◆ REQUIREMENT: Can you reproduce the records from the line with "Where can you spot the red tartan" up to and including the line with "[[797, 421]]", scaling every x and y coordinate in the answers by 0.3 and rounding to whole numbers, halves up? Keep the requests in that span unchanged and leave out all other lines.

◆ EXTRACTED RECORDS:
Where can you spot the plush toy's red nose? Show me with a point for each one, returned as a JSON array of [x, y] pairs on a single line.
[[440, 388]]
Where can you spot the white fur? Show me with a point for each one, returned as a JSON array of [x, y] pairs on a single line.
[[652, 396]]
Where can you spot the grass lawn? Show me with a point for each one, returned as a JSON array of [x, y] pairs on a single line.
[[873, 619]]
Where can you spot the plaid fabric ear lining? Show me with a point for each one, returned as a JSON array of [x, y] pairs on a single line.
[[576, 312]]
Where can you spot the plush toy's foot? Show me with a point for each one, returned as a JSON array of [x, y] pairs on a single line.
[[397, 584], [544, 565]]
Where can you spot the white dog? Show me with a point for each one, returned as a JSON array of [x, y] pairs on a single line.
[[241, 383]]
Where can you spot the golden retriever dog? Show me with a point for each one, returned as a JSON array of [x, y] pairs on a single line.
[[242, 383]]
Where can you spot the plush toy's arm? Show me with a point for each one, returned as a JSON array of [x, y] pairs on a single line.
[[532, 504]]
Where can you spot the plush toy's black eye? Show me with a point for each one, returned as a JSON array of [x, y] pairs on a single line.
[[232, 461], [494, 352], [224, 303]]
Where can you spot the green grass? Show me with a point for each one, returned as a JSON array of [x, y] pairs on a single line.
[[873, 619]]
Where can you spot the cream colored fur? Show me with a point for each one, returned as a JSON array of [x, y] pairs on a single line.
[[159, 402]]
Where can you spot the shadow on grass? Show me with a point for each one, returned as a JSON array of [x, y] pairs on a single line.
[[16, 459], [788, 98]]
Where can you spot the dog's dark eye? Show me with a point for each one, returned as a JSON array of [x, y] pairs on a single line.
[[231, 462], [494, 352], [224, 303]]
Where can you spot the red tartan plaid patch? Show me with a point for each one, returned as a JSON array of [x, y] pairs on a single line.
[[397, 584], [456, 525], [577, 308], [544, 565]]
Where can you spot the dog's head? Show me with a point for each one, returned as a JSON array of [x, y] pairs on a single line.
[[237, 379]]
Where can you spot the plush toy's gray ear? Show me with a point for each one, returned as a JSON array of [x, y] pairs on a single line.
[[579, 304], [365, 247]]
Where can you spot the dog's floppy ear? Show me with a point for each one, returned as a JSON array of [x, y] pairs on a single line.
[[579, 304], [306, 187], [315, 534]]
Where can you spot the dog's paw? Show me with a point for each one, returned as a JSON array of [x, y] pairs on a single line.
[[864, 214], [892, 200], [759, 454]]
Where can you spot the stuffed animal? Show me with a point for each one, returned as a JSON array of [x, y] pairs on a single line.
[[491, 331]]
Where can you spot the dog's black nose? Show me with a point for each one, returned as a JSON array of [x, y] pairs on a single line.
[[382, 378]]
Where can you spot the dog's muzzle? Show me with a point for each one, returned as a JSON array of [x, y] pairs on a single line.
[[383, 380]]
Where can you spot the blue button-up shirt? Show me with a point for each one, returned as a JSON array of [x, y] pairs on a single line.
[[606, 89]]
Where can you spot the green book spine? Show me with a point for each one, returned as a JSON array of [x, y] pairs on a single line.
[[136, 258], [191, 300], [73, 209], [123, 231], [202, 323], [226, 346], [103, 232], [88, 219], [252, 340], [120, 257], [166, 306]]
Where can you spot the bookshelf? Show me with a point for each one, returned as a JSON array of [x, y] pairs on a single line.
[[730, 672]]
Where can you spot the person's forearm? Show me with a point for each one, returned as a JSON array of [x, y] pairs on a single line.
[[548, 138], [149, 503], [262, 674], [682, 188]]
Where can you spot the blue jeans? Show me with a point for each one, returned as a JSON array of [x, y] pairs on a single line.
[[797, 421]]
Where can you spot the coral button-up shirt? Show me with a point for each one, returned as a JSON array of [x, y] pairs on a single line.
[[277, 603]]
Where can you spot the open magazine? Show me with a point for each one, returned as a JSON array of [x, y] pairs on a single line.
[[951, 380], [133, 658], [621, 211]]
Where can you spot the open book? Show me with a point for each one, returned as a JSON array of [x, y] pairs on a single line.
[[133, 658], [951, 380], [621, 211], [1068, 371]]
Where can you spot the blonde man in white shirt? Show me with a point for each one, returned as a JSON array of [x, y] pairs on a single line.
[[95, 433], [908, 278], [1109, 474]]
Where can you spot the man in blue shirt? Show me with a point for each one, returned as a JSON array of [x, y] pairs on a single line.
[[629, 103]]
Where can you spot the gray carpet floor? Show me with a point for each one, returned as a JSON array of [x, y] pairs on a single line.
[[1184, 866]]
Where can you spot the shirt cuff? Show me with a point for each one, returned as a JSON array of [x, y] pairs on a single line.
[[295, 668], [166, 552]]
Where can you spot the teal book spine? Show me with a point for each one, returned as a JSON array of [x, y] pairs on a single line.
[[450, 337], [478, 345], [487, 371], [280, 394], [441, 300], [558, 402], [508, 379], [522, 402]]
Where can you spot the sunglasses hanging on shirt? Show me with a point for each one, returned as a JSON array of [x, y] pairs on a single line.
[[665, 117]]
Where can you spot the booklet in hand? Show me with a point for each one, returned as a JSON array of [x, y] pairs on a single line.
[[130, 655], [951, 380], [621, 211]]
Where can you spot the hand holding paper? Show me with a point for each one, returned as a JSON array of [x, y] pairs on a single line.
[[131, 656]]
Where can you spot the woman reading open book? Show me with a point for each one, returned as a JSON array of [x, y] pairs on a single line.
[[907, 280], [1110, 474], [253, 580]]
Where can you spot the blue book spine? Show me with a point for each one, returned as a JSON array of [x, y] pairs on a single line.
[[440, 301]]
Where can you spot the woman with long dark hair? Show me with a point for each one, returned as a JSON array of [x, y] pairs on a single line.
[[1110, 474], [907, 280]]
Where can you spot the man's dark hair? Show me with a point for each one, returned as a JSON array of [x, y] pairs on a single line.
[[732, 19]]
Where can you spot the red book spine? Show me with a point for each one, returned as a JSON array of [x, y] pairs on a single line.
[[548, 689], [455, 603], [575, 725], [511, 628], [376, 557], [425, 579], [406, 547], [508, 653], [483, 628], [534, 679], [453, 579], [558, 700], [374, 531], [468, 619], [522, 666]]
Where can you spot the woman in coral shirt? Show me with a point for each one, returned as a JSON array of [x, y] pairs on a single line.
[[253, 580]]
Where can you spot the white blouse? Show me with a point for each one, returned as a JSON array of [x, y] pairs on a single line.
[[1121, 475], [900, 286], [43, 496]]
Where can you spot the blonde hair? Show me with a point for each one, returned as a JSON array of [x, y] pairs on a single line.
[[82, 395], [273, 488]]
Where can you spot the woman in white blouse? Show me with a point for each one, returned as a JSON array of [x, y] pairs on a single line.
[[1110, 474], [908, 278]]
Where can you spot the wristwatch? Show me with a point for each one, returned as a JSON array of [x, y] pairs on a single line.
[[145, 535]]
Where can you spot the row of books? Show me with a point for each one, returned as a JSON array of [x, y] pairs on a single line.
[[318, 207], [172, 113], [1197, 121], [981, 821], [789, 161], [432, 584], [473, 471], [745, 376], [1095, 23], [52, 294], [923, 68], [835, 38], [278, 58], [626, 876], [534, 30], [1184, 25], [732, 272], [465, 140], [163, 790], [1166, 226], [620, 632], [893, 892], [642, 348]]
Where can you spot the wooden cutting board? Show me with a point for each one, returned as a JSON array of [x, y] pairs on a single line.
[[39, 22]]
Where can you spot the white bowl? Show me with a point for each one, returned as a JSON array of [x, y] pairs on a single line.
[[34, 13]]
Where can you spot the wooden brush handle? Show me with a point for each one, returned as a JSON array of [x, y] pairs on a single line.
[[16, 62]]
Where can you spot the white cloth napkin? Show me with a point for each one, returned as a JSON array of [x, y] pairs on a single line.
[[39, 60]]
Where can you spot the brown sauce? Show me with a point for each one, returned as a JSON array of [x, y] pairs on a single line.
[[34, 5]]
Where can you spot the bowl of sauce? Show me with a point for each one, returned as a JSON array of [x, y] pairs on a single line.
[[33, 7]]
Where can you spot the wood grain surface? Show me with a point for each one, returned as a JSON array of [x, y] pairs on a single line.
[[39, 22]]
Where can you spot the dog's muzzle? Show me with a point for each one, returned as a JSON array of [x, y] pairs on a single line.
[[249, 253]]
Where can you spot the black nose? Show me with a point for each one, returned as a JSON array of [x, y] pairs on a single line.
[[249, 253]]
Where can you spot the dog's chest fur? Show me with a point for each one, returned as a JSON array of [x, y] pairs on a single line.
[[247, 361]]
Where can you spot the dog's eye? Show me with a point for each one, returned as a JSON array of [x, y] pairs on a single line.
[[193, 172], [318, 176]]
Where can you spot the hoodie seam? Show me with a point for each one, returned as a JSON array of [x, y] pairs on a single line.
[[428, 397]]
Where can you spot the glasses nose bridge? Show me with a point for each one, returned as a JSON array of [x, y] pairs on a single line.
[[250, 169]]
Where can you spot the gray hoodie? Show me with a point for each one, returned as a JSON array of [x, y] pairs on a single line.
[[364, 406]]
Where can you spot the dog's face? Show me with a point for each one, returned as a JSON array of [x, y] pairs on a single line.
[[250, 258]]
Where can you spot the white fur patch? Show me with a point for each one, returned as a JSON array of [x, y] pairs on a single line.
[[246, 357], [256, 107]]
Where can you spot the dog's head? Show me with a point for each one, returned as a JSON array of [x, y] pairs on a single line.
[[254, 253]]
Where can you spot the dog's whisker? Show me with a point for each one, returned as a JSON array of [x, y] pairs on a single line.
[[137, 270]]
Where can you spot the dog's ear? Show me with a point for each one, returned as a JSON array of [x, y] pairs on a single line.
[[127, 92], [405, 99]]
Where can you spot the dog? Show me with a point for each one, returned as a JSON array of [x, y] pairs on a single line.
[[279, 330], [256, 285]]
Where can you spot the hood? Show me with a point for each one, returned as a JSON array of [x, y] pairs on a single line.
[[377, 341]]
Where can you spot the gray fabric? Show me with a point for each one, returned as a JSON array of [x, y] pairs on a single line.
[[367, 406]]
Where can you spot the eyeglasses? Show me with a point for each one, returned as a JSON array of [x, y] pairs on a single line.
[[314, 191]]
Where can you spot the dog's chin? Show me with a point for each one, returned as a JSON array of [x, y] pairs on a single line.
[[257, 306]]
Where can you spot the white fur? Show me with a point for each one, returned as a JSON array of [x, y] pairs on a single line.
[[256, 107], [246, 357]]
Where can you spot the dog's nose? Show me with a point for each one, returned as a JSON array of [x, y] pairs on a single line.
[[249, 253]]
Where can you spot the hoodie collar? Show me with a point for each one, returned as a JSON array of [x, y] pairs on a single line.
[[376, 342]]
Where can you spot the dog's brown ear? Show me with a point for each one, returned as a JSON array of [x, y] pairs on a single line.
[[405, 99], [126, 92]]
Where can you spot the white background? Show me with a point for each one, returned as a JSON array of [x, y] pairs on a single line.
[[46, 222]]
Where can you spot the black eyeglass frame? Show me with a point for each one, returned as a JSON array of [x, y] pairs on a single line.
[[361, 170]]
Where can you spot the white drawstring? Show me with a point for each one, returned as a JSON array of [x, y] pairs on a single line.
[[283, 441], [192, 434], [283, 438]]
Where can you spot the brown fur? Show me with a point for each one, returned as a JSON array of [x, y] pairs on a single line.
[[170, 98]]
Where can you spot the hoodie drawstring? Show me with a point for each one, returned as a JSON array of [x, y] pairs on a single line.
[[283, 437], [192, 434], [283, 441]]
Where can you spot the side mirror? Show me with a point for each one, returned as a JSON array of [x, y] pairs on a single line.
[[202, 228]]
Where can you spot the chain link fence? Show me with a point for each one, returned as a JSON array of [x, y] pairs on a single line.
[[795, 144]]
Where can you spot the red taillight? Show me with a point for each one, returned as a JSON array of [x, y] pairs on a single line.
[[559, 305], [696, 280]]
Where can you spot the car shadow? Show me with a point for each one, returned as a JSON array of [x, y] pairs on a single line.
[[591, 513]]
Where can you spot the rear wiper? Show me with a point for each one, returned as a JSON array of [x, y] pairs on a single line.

◆ EXERCISE SOLUTION:
Where can you spot the red tartan plaid patch? Show me with a point for each one, returned as a JSON array of [x, y] pairs on a single line.
[[119, 175], [137, 158], [173, 92], [163, 170]]
Where can you spot the dog's head? Show me with a point for each one, returned as a JSON array of [x, y] pairs on a single line.
[[71, 114]]
Where can you spot the plush toy's gray ear? Show me with a point for each one, returned as a JSON array of [x, y] pairs on a single line.
[[174, 91], [110, 74]]
Where can you spot the dog's floppy ear? Show me with a point for each one, returned as a JSON array of [x, y] pairs on a single line.
[[174, 91], [92, 56], [95, 160]]
Where can you spot the dog's paw? Show me with a point for each one, returned as a JSON array of [x, y] pairs on a single line.
[[259, 64], [268, 60], [228, 136]]
Where can you spot the stuffed animal? Show me with a point for each one, returned as a JSON array of [x, y] pairs on a single line.
[[147, 99]]
Where can you spot the dog's black nose? Show me with a point for each one, returned as a JSON array of [x, y] pairs on a single line.
[[115, 113]]
Where can you spot the dog's muzzle? Show me with a point for each one, returned as a JSON array of [x, y] pairs on a single line.
[[115, 114]]
Where can you spot the blue button-up shirt? Show me with a point for each one, returned as a JSON array of [x, y] pairs on a single line.
[[182, 27]]
Where can you spot the green book spine? Show me with a point for each one, returned as a JSON array of [x, y] pairs on a single line.
[[41, 77], [57, 90], [22, 63], [37, 69], [61, 97], [68, 104], [31, 70], [26, 66], [76, 102], [36, 77], [50, 92]]
Where can you spot the bookshelf? Show me with a point for each one, returned as a JSON array of [x, y] pairs on a single line.
[[219, 202]]
Where can you spot the person's forearm? Show me with a point for each one, returned as a JSON array of [x, y] pairs on a single line.
[[164, 41], [45, 151], [79, 202], [205, 56]]
Where can you spot the blue jeans? Show me with a point for each one, returned as a JSON array of [x, y] pairs on a single line.
[[239, 126]]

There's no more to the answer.